Of all the Cuban albums which came roaring down the turnpike after Ry Cooder waved the starter's flag with the Grammy-friendly Buena Vista Social Club in '97, the most unexpected came from a group called Cubismo.

Their lively self-titled album was a real cracker: vibrant rhythms, great horn section, joyousness and so on. All the hallmarks of classic Cuban pop music. Cubismo, however, were a Croatian band from Zagreb.

Now that's world music.

After the success of Buena Vista Social Club -- over 13 million sold and still ticking away -- it was surprising how record companies discovered they had Cuban artists on their books.

Dozens of Cuban albums shipped into stores and across reviewers' desks, although most paying punters have no more than a couple in their collections. Many of these discoveries by record companies stalled something awful on shop shelves and the companies' accountants will be the first to tell you there was no such thing as the Cuban music phenomenon.

The BVSC might have briefly been caught in old-style Cold War politics and some critics thought they whiffed a Paul Simon Graceland-style scandal, but most people didn't care about that.

They just liked the story of these old folks being rediscovered by Ry Cooder (largely a convenient myth as it happens), loved the Wim Wenders movie, and enjoyed the delightfully romantic music. Some of those BVSC folks went on to record solo albums and became minor stars in their own right. They were a charming bunch: the late octogenarian pianist Ruben Gonzalez, and the seventysomething singers Ibrahim Ferrer (also passed on) and Omara Portuondo deserved an international audience.

-- Your tasks --
1: In the records below, echo the stretch from the line containing "Would you be able to locate the wood garage" through the line containing "top-left (33, 183), bottom-right (55, 200)", including both of those lines.
2: Proceed with the piece on the Cuban music boom after Buena Vista Social Club, continuing it from its final sentence.

-- Input --
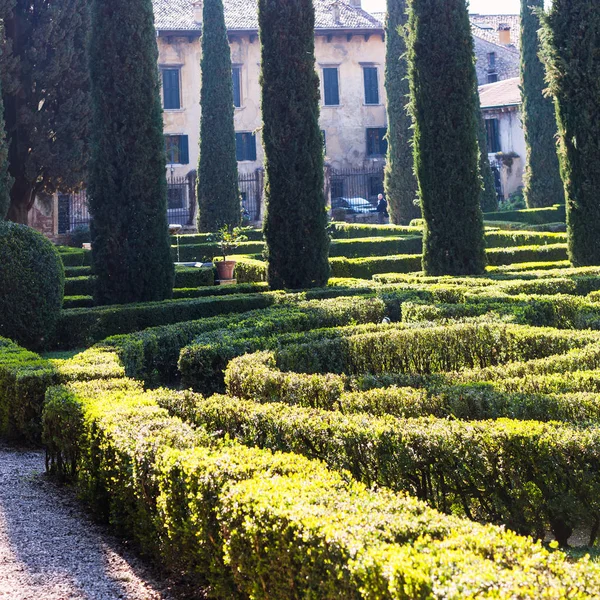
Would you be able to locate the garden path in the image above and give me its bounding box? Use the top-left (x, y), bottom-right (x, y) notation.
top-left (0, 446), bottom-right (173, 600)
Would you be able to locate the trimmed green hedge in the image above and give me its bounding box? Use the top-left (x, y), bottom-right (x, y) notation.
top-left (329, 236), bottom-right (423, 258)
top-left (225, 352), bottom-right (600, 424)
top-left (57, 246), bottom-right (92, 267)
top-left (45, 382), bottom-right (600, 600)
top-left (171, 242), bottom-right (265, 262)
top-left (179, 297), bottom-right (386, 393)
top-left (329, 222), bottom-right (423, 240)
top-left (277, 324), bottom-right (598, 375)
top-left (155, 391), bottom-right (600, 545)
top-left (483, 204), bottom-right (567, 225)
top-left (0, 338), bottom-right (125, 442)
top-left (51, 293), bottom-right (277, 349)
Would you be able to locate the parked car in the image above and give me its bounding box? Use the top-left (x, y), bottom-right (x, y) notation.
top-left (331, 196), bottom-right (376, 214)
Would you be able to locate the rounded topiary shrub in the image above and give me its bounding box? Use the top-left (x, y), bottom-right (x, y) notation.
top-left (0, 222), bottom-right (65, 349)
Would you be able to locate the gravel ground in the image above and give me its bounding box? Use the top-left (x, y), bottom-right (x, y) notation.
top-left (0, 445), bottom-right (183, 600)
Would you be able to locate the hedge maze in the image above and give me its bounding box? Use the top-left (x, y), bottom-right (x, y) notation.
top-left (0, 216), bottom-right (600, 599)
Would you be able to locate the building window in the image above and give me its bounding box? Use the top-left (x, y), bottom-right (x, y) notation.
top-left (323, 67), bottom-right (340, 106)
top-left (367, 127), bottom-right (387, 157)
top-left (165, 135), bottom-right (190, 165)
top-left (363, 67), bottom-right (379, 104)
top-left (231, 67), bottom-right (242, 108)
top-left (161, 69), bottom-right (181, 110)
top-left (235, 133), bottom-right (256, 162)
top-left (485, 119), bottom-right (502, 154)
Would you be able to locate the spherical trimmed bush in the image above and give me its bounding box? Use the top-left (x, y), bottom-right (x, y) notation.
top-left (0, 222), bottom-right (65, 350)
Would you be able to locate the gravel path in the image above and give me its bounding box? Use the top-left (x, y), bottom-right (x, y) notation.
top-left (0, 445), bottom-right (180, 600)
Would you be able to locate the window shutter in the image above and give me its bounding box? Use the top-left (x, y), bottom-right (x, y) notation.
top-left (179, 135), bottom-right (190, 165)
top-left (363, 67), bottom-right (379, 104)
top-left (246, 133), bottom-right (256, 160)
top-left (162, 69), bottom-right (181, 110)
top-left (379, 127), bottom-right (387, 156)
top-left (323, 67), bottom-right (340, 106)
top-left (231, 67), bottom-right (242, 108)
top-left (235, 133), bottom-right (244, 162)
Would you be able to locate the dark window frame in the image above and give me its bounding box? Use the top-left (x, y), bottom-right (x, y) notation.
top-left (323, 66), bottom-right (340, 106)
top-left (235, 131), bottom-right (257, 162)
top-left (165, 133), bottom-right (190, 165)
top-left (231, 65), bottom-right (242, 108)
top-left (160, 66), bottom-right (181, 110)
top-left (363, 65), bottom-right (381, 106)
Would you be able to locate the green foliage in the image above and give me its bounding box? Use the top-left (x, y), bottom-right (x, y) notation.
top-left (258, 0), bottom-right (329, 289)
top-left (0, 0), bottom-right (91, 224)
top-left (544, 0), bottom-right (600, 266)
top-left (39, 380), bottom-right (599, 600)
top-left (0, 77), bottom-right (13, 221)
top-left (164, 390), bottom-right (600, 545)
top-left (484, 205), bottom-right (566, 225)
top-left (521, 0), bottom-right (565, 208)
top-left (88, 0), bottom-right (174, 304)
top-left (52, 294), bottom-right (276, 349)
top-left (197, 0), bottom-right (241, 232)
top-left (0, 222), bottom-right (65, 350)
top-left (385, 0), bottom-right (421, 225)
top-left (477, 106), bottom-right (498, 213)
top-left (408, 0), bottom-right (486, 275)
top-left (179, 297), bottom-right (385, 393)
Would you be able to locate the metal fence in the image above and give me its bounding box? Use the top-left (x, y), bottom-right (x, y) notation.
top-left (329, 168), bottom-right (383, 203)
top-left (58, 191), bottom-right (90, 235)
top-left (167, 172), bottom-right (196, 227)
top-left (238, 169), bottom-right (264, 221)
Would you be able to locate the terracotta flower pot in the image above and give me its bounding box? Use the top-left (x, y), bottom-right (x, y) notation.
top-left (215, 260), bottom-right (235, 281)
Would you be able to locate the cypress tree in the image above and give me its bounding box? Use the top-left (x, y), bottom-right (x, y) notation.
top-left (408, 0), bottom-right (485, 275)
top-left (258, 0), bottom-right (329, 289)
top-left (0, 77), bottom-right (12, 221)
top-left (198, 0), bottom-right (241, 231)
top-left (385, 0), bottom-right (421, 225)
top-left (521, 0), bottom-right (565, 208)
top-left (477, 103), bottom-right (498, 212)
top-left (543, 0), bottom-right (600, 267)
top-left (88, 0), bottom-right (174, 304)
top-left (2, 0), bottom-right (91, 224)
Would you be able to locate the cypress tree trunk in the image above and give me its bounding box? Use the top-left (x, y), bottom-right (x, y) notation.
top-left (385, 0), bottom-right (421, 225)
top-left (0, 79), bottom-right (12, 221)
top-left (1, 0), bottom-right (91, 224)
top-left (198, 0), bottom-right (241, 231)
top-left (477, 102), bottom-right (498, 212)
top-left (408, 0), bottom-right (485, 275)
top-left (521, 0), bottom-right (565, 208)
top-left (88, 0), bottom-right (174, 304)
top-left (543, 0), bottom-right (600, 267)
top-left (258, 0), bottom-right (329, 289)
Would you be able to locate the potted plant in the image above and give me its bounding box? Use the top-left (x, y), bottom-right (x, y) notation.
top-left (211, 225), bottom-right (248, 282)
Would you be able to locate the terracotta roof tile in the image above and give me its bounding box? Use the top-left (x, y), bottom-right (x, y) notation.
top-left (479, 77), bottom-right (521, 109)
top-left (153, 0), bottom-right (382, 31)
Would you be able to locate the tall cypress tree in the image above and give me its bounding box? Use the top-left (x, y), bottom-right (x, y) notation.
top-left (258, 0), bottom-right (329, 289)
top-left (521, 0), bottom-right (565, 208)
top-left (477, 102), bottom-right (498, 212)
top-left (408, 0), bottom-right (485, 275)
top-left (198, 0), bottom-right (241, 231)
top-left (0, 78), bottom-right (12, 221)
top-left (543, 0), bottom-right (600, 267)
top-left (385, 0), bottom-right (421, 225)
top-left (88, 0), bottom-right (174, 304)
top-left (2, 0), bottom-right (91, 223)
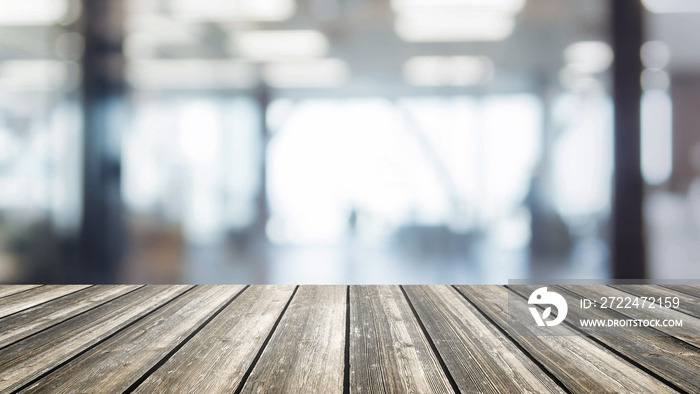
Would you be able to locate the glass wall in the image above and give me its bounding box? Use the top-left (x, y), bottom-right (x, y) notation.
...
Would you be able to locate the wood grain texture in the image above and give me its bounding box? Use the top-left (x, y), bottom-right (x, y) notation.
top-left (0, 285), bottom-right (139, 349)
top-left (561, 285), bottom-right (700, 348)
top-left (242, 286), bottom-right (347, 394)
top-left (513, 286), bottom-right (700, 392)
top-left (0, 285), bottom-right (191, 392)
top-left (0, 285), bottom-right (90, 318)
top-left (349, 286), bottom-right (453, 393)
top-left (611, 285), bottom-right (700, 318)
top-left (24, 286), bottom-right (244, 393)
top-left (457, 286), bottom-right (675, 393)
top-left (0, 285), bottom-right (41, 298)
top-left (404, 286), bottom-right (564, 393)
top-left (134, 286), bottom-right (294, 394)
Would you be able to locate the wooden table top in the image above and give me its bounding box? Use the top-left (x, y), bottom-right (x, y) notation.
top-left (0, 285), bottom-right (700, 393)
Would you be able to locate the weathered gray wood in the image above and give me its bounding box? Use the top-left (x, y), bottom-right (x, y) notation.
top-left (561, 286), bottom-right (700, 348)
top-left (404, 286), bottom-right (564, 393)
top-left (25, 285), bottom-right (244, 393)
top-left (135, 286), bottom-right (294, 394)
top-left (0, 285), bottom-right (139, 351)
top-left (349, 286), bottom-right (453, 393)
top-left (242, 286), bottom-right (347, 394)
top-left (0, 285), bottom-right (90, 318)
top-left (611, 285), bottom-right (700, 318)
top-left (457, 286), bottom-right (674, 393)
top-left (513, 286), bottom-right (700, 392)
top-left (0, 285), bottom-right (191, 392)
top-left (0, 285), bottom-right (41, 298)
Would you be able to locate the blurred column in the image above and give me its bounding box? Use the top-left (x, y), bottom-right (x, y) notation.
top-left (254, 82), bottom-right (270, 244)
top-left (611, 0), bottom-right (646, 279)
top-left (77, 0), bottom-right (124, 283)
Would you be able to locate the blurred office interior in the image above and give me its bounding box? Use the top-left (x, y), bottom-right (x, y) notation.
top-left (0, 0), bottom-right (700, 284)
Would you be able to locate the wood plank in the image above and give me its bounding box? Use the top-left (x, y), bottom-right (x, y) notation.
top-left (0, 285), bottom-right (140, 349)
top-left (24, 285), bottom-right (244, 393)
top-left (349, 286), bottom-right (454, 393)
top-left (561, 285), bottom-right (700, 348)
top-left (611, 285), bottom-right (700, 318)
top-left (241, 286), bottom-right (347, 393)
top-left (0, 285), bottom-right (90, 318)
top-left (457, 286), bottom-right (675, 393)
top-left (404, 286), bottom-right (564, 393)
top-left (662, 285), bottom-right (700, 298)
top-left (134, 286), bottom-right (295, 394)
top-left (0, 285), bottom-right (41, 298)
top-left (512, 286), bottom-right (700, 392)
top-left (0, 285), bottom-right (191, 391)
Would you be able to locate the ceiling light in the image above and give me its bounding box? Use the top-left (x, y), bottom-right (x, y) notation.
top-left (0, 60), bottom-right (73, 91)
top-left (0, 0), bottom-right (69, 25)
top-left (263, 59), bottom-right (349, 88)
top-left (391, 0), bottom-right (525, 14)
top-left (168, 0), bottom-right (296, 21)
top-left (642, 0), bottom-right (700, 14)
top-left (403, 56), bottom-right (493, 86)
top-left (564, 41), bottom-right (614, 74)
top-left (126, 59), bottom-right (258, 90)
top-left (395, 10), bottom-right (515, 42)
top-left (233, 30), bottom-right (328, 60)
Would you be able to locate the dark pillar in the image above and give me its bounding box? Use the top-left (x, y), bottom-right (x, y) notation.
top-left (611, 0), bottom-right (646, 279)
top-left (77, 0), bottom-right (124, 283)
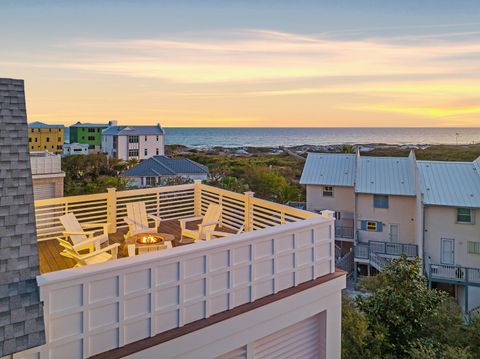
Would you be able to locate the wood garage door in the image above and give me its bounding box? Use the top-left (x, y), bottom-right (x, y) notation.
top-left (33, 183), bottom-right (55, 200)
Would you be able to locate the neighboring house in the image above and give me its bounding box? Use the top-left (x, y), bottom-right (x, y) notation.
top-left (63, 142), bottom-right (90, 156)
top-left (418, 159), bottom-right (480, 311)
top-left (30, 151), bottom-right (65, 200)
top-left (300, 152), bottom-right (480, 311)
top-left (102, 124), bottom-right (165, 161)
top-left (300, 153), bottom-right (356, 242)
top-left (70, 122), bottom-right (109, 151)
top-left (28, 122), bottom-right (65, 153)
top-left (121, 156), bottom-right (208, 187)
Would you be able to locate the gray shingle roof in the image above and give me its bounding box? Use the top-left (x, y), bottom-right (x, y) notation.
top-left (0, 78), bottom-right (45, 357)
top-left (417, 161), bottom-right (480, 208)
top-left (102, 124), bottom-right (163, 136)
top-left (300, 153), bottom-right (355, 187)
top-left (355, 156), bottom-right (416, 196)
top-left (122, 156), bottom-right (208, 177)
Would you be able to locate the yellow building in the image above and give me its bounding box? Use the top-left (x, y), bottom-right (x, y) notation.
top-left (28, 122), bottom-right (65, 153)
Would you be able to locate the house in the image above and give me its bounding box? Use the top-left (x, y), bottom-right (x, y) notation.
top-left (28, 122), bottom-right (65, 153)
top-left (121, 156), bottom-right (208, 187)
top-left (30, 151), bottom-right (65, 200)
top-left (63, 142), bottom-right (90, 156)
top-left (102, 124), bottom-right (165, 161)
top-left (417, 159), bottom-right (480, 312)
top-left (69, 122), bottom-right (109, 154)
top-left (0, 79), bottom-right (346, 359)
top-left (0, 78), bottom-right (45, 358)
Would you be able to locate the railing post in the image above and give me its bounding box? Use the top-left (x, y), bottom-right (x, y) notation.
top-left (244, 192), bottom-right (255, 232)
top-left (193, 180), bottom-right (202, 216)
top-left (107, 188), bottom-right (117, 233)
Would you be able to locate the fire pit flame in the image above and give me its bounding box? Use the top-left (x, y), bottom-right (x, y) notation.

-- The answers --
1:
Would you be able to locate the wood garage door in the image above and give me its bounding box? Use the top-left (x, y), bottom-right (x, y) notation.
top-left (33, 183), bottom-right (55, 200)

2:
Of special interest, however, is guitarist Manuel Galban, a peripheral BVSC figure who appeared on a Ferrer solo album produced by Cooder. He adds unusual colour to many of the tracks, almost expressionist in the manner of Bill Frisell on Mil Congojaz, sinuous and like a melodic Fred Frith on No Tiene Telarana.

When Cooder returned to Cuba it was to work with this guitar wizard he felt the most open to experimentation and considered by his fellow musicians as someone unique. The resulting album Mambo Sinuendo under their paired names - with Jim Keltner on drums and a small, tight Cuban ensemble - confirms that opinion.

In a flashy cover featuring the fin of some classic Fifties car -- which reminds that Cuba is the living graveyard for such automotive elephants, and that Cooder once did Crazy 'Bout an Automobile -- the all-instrumental album touches some elusive areas from Fifties doo-wop pop (beamed from America and beautifully misheard on Cuban radio perhaps?), to Duane Eddy strum-und-twang spot-welded to Latin pop, and a jazz trio setting (with Cachaito Lopez on bass) on the old Doris Day standard Secret Love, here rendered much as John Abercrombie might play it on a minimalist ECM jazz album.

Cooder and Galban's guitars are seamlessly entwined, but Galban is the one who brings character to these sessions. He is as at home playing slithering bolero as covering Perez Prado's hoary Patricia (don't worry, like Tequila, you'll recognise it) but also explores a dark and moody tone as much as bright lounge-pop. The opener, Drume Negrita, sounds like the theme to an Endless Summer somewhere near Galban's hometown of Gibara, a small fishing village in Cuba's western province.

The timeless Mambo Sinuendo has its roots in an imaginary past where various styles of American popular music (Dizzy Gillespie's big band, finger-snap doo-wop and surf music among them) have been borrowed by musicians who, after a few rums on a warm afternoon, reconsider them through their own musical experiences.

Cuban music was subject to marketing overkill and over-exposure after the breakthrough of the BVSC, and that lead to this album being somewhat ignored by everyone other than the critics.

But this delightful album was far removed from the retro and reflective sound of the Cuban wave. The past was certainly present, but it was about possibilities opening up.

Manuel Galban died in Havana in July 2011. He was 80. 

There is more about Ry Cooder at Elsewhere, including an interview, starting here.

These Essential Elsewhere pages deliberately point to albums which you might not have thought of, or have even heard . . .

But they might just open a door into a new kind of music, or an artist you didn't know of.

Or someone you may have thought was just plain boring.

Jump in.

The deep end won't be out of your depth . . .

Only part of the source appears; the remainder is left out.